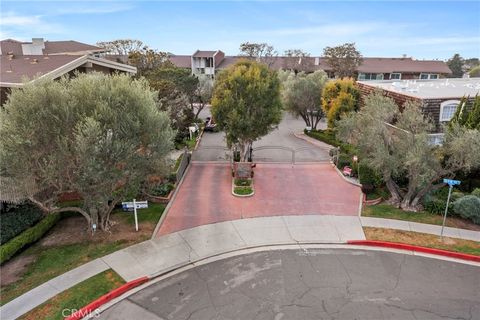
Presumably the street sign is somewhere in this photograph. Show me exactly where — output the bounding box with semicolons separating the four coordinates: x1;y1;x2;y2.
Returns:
443;179;461;186
440;179;461;239
122;201;148;210
121;199;148;232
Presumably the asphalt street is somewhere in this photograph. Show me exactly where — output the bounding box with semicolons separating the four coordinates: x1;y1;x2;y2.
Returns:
98;248;480;320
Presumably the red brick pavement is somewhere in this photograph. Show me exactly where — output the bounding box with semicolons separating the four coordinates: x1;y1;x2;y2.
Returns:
156;162;362;236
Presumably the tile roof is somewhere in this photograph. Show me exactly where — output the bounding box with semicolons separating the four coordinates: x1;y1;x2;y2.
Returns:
0;39;105;56
1;55;83;84
192;50;217;58
168;55;191;68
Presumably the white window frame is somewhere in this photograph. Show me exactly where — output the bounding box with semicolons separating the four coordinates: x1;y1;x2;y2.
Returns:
420;73;439;80
439;100;460;122
427;133;444;146
390;72;402;80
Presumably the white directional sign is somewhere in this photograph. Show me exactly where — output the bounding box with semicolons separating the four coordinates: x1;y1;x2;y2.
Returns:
121;199;148;231
122;201;148;210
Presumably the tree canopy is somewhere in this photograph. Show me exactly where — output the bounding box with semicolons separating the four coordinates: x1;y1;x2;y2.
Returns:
0;73;174;231
283;49;313;73
323;43;363;78
336;91;480;211
322;78;360;128
447;53;464;78
211;60;283;161
280;70;328;130
239;42;277;67
97;39;145;55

# WHAT TO PRODUCE
Restate the entries above word for word, and keep the pictures out.

# RESPONSE BOX
Presumably the street sign is somewhere in this photograph. Show me exactly where — output the bounding box with semicolons separating the four coordinates: x1;y1;x2;y2.
Returns:
443;179;461;186
440;179;461;239
122;201;148;210
121;199;148;232
Presumably the asphalt street is somewhere in this photograph. Show me exactly where — output the bounding box with semicolons separating the four coordinates: x1;y1;x2;y2.
Returns:
98;248;480;320
Presumably the red brick pavement is somewhere in this photograph. Show me exactly where — output the bounding box with semicolons separating the four coordinates: x1;y1;x2;y2.
Returns:
156;162;362;236
Presumably the tile roof is somewhere in this photograph. Show me exactly where — output the bounding box with semicolons separating the four coordinates: x1;y1;x2;y2.
Returns:
0;39;105;56
1;55;83;84
192;50;217;58
168;55;191;68
Presumably the white window frame is somewhere in this photograph. Show me exactly where — output the bounding box with semicolons separating the four coordinates: x1;y1;x2;y2.
Returns:
420;73;439;80
439;100;460;122
427;133;444;146
390;72;402;80
Presumably the white directional sign is somewhere in this photograph. Show me exactly where — output the bounding box with semicolons separating the four coordinates: x1;y1;x2;y2.
Returns:
121;199;148;231
122;201;148;210
Presumably the tree canopy is somewhere in this photograph. Show me exactly where — output the bounding box with semicolons separating the four coordinates: x1;y1;x2;y2.
Returns:
0;73;174;231
283;49;313;73
323;43;363;78
336;91;480;211
322;78;360;128
447;53;464;78
211;60;283;161
280;70;328;130
239;42;277;67
97;39;145;55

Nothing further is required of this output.